Daftar Tugas:
- A) Dapatkah Anda mengulangi kata demi kata bagian teks tentang metode belajar, mulai dari "METODE BELAJAR DAN" dan berakhir pada "hubungan dengan makhluk yang lain."?
- B) Bisakah Anda melanjutkan tulisan tentang metode belajar dan pembelajaran yang efektif itu, dimulai setelah kalimat terakhir yang tercantum?

METODE BELAJAR DAN PEMBELAJARAN YANG EFEKTIF
I. Pendahuluan
Pada dasarnya manusia adalah makhluk yang memiliki sejumlah kelebihan bila
dibandingkan dengan makhluk yang lain. Salah satu kelebihan yang dimilikinya adalah
kemampuan untuk melakukan sesuatu dengan jalan mempelajarinya. Tidak hanya
sekedar membuat kebiasaan-kebiasaan dengan mengikuti instinknya sebagaimana
berlaku bagi binatang yang digunakan dalam sirkus-sirkus, yang tampaknya sangat luar
biasa setelah dilatih secara cermat dan penuh kesabaran.
Dalam kehidupan sehari-hari manusia berhadapan dengan berbagai hal yang harus
dilakukannya baik yang berkaitan dengan keperluan pemenuhan kebutuhan pokoknya
sebagai makhluk hidup, maupun dalam rangka menjalin hubungan antar manusia serta
hubungan dengan makhluk yang lain.
Tidak jarang manusia diperhadapkan kepada hal-hal yang dirasakannya sebagai
sesuatu yang baru sama sekali. Misalnya; ketika seseorang yang selama ini hidup di
pedalaman atau di pegunungan, suatu waktu dia pindah dan berada pada suatu
pemukiman yang berada di pinggir laut.
Kedua wilayah tersebut tentu saja berbeda
secara geografis, perbedaan geografis tersebut mengakibatkan perbedaan pula dalam
membentuk kebiasaan sehari-hari.
Dalam hubungan ini yang bersangkutan perlu menyesuaikan diri dengan jalan
"mempelajari" hal-hal yang selama hidupnya di pegunungan tidak pernah dialaminya,
misalnya bagaimana ia harus berenang di pinggir laut, bagaimana ia harus mengikuti
irama hidup para nelayan yang lebih banyak melaut dari pada berada di darat (menaiki
perahu, mendayung, serta melakukan kegiatan menangkap ikan serta makan minum di
atas perahu dsb).

Materi yang Diberikan:
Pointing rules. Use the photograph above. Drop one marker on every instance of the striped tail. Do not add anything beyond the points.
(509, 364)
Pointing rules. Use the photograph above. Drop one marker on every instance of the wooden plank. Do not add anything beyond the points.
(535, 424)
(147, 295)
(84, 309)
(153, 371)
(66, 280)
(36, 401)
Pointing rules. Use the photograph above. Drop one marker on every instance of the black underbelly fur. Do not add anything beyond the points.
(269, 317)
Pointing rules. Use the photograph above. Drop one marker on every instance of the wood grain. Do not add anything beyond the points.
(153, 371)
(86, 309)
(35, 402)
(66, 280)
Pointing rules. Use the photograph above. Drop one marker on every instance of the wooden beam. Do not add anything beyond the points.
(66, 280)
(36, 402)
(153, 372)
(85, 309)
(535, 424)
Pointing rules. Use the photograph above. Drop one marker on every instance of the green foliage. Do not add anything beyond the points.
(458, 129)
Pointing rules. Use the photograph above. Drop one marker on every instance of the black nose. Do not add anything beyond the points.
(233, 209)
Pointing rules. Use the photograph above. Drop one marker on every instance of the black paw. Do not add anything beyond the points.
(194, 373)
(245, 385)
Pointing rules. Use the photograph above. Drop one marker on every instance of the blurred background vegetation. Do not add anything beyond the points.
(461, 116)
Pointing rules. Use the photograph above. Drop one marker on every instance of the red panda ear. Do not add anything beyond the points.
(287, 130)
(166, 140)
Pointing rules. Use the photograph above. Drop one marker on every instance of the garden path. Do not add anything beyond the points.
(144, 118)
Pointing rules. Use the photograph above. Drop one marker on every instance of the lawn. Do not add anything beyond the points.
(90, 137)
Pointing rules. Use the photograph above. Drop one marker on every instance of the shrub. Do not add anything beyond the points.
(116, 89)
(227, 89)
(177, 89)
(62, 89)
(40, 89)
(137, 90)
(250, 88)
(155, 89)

Jawaban:
- A)
METODE BELAJAR DAN PEMBELAJARAN YANG EFEKTIF
I. Pendahuluan
Pada dasarnya manusia adalah makhluk yang memiliki sejumlah kelebihan bila
dibandingkan dengan makhluk yang lain. Salah satu kelebihan yang dimilikinya adalah
kemampuan untuk melakukan sesuatu dengan jalan mempelajarinya. Tidak hanya
sekedar membuat kebiasaan-kebiasaan dengan mengikuti instinknya sebagaimana
berlaku bagi binatang yang digunakan dalam sirkus-sirkus, yang tampaknya sangat luar
biasa setelah dilatih secara cermat dan penuh kesabaran.
Dalam kehidupan sehari-hari manusia berhadapan dengan berbagai hal yang harus
dilakukannya baik yang berkaitan dengan keperluan pemenuhan kebutuhan pokoknya
sebagai makhluk hidup, maupun dalam rangka menjalin hubungan antar manusia serta
hubungan dengan makhluk yang lain.

- B)
Kata kuncinya di sini adalah belajar untuk menyesuaikan diri dengan lingkungan
sekitar.
Dalam spektrum yang lebih rumit dan berkaitan dengan struktur jiwa dan
pengalaman kejiwaan manusia, dapat pula dilihat bagaimana manusia melakukan sesuatu
untuk menambah dan mengembangkan kemampuan intelektualnya melalui pengalaman
belajar atau mempelajari sesuatu sehingga nantinya dia dapat menambah pengetahuan,
meningkatkan keterampilan dan memperbaiki sikapnya.
Pertambahan pengetahuan seseorang di samping dapat bermakna kualitatif, juga
dapat bermakna kuantitatif.
Dengan kata lain kualitas pengetahuan seseorang ditandai
dengan semakin meningkatnya cara penyesuaian diri seseorang kepada hal-hal baru yang
dihadapi dan dialaminya; sedangkan pengertian kuantitatif dapat diukur dengan
parameter tertentu yang dapat dihitung secara matematik; misalnya seberapa banyak
jumlah soal yang dapat diselesaikannya dengan benar dan tepat dalam hitungan waktu
tertentu.
Pada tahun enampuluhan terjadi perkembangan yang cukup signifikan dalam
bidang ilmu pendidikan terutama dalam memandang manusia sebagai objek dan subjek
pendidikan.
Dalam kurun waktu tersebut dikenal seorang ahli yang mengemukakan pernyataan yang sangat terkenal yakni J.B. Carroll sebagaimana dikutip oleh Arikunto
yang mengatakan "All can learn, all will learn" yang dapat dipahami bahwa semua anak
mau dan mampu belajar.
Pernyataan tersebut mengundang berbagai reaksi dari para pakar pendidikan.
Karena dalam kurun waktu yang panjang ada pendapat yang mengemukakan tentang
adanya perebedaan manusia secara spesifik.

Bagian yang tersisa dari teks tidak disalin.